## Your task
Copy word for word the lines of the material below, starting with the line that contains "identify the geometric" and continuing through the line that contains "left=147, top=302, right=435, bottom=393". Include both of those lines.

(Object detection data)

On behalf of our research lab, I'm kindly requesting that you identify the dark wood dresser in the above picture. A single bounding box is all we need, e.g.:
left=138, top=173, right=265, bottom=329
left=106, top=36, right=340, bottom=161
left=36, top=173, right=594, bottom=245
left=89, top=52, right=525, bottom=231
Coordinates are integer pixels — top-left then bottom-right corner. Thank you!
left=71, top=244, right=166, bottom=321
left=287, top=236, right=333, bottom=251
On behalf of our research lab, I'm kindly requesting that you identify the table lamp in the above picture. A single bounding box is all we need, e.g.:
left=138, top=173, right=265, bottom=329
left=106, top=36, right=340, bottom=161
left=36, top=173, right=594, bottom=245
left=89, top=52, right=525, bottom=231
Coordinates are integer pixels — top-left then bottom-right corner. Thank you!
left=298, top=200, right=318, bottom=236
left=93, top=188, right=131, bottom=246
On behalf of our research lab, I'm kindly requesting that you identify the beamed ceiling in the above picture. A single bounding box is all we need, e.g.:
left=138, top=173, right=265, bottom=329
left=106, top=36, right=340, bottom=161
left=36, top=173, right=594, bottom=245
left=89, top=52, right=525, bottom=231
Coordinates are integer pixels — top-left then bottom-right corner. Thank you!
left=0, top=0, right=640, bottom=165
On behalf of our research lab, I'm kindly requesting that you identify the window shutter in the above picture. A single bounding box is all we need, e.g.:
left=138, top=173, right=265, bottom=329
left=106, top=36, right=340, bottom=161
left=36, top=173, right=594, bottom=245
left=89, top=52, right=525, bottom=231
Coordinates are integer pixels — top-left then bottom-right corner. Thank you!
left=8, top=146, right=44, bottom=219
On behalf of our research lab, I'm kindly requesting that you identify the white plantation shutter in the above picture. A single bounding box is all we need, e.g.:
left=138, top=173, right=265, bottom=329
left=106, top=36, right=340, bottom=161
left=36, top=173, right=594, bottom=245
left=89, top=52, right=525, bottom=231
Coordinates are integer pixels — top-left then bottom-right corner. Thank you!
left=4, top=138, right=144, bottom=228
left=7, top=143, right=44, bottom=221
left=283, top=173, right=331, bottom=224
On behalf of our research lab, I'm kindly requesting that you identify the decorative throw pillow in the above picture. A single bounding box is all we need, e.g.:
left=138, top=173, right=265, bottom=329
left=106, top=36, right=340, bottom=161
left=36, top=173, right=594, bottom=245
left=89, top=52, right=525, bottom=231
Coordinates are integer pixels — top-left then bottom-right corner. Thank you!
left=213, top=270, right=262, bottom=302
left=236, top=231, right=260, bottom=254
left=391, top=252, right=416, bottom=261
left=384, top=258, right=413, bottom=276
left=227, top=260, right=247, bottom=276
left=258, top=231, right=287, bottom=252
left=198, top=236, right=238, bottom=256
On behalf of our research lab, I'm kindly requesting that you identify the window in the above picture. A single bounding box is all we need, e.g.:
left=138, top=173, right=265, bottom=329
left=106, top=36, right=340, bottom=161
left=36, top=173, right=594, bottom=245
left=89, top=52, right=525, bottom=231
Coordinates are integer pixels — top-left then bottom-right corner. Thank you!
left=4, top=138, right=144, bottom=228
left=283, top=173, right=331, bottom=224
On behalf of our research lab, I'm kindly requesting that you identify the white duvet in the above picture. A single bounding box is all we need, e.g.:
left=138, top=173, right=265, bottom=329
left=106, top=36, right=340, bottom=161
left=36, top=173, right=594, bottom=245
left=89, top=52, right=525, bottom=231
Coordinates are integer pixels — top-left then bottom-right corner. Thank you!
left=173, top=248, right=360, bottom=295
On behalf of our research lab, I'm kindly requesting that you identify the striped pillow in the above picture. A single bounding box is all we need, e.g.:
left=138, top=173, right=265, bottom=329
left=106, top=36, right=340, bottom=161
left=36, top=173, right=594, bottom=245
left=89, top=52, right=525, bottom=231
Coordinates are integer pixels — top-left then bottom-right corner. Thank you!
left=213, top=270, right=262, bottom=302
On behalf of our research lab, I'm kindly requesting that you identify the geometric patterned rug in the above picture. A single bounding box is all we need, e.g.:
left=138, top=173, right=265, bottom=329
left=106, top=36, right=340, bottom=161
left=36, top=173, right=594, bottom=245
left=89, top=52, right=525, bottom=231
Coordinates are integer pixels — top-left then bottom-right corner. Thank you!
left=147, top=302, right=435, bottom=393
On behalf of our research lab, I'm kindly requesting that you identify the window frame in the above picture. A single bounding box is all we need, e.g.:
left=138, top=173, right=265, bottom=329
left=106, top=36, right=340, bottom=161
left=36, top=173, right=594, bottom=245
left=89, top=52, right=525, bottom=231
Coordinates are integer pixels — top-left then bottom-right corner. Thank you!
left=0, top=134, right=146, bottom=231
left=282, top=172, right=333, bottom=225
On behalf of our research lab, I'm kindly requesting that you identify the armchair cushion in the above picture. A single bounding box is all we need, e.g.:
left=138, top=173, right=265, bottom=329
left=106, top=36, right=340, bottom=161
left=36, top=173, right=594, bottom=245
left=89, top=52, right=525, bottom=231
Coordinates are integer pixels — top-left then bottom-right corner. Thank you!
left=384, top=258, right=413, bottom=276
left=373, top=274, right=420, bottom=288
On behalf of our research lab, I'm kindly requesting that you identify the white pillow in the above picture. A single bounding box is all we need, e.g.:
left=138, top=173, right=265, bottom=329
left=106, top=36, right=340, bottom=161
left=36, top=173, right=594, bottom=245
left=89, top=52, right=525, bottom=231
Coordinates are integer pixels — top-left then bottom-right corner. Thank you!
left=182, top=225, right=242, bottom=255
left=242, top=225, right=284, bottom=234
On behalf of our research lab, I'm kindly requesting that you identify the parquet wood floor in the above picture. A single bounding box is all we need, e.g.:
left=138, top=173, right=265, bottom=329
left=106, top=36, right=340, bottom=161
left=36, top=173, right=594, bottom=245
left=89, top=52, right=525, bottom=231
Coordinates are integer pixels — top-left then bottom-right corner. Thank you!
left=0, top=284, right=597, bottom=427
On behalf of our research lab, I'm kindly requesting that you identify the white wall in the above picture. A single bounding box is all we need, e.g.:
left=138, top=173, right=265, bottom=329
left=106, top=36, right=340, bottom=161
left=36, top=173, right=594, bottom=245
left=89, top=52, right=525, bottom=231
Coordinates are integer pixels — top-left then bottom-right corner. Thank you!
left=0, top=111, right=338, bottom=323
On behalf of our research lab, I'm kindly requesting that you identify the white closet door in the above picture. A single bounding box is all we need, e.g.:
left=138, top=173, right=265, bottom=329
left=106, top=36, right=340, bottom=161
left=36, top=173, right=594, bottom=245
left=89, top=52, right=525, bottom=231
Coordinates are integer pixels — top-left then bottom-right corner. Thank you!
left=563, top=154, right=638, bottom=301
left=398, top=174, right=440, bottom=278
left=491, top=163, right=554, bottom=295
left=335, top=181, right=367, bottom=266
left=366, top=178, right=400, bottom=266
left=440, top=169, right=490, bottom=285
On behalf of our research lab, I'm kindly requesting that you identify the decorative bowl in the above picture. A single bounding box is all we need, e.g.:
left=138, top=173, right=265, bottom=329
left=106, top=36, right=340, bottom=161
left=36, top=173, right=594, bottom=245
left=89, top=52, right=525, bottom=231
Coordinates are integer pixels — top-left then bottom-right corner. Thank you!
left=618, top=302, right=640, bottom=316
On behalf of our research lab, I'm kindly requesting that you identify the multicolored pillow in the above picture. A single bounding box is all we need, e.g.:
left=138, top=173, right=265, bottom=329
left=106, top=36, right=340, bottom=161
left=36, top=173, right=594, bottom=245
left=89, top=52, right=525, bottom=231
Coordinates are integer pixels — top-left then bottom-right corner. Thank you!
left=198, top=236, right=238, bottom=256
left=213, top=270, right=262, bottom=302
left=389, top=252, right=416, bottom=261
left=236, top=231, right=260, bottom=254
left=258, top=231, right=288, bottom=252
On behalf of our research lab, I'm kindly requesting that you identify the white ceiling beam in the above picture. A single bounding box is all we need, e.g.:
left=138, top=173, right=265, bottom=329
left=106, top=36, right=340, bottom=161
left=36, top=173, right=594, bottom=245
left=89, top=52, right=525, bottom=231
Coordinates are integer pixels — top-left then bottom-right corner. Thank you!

## Exercise result
On behalf of our research lab, I'm kindly requesting that you identify the geometric patterned rug in the above picture. A single bounding box is all we need, e.g.:
left=138, top=173, right=265, bottom=329
left=106, top=36, right=340, bottom=161
left=36, top=173, right=594, bottom=245
left=89, top=52, right=525, bottom=231
Coordinates are integer pixels — top-left then bottom-right corner. Thank you!
left=147, top=302, right=435, bottom=393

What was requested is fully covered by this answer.